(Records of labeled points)
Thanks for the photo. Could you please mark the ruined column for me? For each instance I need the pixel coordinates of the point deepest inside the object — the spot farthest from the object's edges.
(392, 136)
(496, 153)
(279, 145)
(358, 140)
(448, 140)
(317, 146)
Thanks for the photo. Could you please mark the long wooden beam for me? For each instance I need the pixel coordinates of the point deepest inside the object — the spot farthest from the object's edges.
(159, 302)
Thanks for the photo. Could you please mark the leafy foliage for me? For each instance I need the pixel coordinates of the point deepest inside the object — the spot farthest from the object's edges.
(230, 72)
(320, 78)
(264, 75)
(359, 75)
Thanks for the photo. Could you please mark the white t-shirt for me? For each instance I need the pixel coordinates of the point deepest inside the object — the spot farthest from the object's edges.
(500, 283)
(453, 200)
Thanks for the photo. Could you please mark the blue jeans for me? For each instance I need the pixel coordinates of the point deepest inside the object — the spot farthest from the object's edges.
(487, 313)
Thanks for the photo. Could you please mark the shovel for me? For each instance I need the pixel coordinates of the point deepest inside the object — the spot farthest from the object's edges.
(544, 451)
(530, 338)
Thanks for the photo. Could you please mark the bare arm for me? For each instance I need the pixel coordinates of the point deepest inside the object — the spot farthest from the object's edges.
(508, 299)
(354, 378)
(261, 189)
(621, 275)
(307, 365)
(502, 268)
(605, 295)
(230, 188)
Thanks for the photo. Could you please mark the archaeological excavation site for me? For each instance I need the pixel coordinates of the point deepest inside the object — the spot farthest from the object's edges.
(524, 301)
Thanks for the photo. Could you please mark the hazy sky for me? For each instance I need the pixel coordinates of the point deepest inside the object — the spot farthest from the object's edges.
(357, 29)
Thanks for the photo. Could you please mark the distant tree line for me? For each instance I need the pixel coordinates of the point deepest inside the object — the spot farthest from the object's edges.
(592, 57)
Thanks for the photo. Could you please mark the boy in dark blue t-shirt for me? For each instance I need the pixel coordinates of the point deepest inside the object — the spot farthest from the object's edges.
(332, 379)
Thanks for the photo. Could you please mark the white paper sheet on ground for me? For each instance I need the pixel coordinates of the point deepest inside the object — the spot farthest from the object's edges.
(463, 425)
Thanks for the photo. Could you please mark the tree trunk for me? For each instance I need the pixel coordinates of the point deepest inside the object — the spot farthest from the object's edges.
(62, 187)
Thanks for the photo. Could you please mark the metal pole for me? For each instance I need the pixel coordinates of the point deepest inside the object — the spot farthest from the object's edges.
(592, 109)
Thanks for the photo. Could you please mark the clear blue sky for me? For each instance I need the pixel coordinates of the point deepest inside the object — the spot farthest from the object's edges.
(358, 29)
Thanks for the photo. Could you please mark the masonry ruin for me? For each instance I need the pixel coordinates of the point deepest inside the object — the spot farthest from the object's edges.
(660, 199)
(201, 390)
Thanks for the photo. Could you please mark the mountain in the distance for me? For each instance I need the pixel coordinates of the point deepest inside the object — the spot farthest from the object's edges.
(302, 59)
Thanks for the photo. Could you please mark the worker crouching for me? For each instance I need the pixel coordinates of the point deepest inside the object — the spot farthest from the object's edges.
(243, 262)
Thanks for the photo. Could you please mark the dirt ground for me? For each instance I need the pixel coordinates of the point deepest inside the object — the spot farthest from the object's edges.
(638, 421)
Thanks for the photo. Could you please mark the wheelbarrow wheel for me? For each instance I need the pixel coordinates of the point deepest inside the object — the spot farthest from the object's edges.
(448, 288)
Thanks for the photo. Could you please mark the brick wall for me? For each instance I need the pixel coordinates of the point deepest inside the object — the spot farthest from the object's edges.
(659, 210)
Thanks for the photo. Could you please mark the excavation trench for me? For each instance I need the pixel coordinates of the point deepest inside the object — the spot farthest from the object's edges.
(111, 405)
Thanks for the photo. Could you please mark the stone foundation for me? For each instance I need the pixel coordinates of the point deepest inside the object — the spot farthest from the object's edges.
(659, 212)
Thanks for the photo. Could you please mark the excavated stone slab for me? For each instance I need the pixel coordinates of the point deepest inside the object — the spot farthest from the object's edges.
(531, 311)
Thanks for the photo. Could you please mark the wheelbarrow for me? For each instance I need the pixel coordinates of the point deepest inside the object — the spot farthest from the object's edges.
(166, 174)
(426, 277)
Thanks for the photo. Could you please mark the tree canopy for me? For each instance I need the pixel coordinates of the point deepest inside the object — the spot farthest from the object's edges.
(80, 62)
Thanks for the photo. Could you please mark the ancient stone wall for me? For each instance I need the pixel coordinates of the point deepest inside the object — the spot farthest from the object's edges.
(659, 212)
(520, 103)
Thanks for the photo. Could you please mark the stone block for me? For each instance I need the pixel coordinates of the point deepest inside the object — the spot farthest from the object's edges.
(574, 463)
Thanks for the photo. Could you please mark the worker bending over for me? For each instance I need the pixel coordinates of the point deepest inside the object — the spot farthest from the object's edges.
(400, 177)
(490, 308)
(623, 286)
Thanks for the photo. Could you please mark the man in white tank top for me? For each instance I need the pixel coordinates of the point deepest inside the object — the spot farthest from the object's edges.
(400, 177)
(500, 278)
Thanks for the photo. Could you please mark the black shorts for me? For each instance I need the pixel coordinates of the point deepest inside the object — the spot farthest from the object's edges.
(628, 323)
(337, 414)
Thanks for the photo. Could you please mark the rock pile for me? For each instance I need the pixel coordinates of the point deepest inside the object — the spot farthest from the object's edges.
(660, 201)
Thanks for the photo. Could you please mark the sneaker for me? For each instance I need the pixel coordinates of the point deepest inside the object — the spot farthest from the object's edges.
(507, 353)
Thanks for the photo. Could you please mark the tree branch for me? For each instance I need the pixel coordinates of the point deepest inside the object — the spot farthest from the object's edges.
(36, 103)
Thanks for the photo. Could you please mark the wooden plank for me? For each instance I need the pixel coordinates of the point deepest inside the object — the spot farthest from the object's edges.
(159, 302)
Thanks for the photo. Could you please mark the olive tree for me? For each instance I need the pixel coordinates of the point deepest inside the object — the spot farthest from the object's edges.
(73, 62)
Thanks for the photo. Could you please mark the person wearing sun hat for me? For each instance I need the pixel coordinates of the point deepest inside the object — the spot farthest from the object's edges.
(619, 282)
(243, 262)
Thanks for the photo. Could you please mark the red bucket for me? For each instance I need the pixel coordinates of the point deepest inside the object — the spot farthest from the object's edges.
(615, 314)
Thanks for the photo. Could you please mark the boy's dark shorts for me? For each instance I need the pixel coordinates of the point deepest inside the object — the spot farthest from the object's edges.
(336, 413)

▸ DIRECTION
The lines to quote run from the one containing "Thanks for the photo. Could you please mark the black" through the final line of the material above; please give them exactly, both ends included, and nothing else.

▸ RESPONSE TO THIS TASK
Thanks for the photo. Could you please mark the black shorts for me? For each instance I need the pixel coordinates of the point deepest inside the object — the spot farthest from the object's edges.
(628, 323)
(337, 414)
Thanks for the photo. Could you please mark the rock pile for me? For each instance I need the pixel coordinates of the point deepest inside the object — the spot farthest from the object's edges.
(660, 201)
Thanks for the photo. Could you please mark the sneaker for me? For each instance I need the pixel coordinates of the point deepest inside the object — the spot farthest from the object's edges.
(507, 353)
Thanks for the photo. Could you please mark the tree branch for me? For each instance I need the pixel coordinates of the point deepest inside the object — the spot farthest from the object's edges.
(36, 103)
Thanks for the photo. Could you please mark the wooden plank for me? For each instance I need the pixel coordinates of the point deepest inside the object — the spot farthest from the object's edges.
(159, 302)
Thanks for the photo. Could you please mark the olive tree for me? For each instance I need the pixel coordinates of the point deepest inside the object — the spot farthest from the object's edges.
(73, 62)
Thanks for the photo. Could you please mark the person wearing sun hat for me? For each instance I need the pixel coordinates of the point deepest inside the object — the spot farthest from the object's edges.
(619, 282)
(243, 262)
Thanks for the photo. Could you please mark the red bucket for me? For each instance I need the pixel coordinates of the point deepest inside the object — the spot farthest from the object's edges.
(615, 314)
Thanks for the photo. Could you please mark the boy's dark shorts for me? For each instance I need the pixel coordinates of the point deepest inside the object — the spot farthest from the object's edges.
(336, 413)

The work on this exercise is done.